Exercise objective: Which lines in the entries below contain the string "water"? Extract each one, matching case exactly.

::: Input

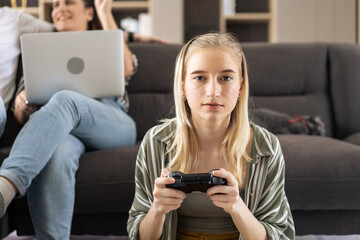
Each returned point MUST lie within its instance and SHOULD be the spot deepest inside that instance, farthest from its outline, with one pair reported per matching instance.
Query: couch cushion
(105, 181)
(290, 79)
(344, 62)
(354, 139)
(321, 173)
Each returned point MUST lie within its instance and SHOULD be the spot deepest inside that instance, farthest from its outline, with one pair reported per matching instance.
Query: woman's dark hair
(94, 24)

::::::
::: Input

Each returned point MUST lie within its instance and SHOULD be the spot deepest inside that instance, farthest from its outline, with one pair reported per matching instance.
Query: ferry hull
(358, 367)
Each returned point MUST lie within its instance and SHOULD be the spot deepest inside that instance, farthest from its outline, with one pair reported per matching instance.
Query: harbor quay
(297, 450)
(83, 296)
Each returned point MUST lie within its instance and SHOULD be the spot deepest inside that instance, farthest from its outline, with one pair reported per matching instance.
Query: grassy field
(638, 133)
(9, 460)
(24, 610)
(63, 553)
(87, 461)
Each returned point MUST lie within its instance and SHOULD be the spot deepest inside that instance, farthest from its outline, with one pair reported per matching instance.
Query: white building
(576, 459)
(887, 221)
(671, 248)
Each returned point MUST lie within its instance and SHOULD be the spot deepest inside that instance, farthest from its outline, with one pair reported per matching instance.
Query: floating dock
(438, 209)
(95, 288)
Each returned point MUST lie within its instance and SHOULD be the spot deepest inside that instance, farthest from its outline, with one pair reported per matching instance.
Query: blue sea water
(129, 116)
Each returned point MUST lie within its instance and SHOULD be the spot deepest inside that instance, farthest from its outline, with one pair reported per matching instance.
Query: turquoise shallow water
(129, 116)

::::::
::: Input

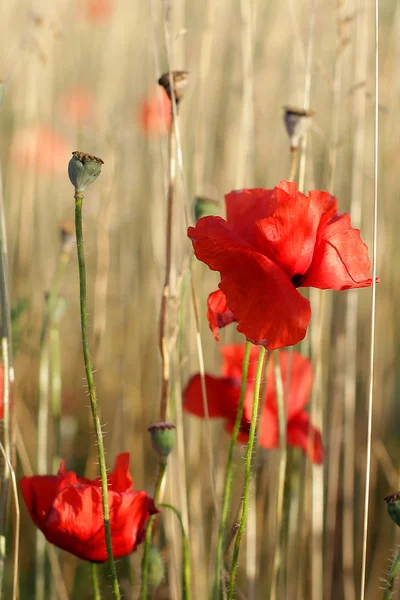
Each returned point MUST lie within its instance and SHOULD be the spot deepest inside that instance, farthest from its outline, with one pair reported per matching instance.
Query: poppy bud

::::::

Reply:
Query: blue sea water
Query: turquoise shallow water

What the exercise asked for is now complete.